- [Task material]:
┄┄┄┄┄┄
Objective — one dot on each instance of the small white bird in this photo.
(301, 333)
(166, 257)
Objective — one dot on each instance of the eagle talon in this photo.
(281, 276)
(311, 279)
┄┄┄┄┄┄
- [Work to complete]: All of the entries above need to be set down again exactly.

- [Response]:
Objective — one dot on each instance of the small white bird in this photo.
(301, 333)
(166, 257)
Objective — one dot on each instance of the eagle talon in this photo.
(281, 276)
(311, 279)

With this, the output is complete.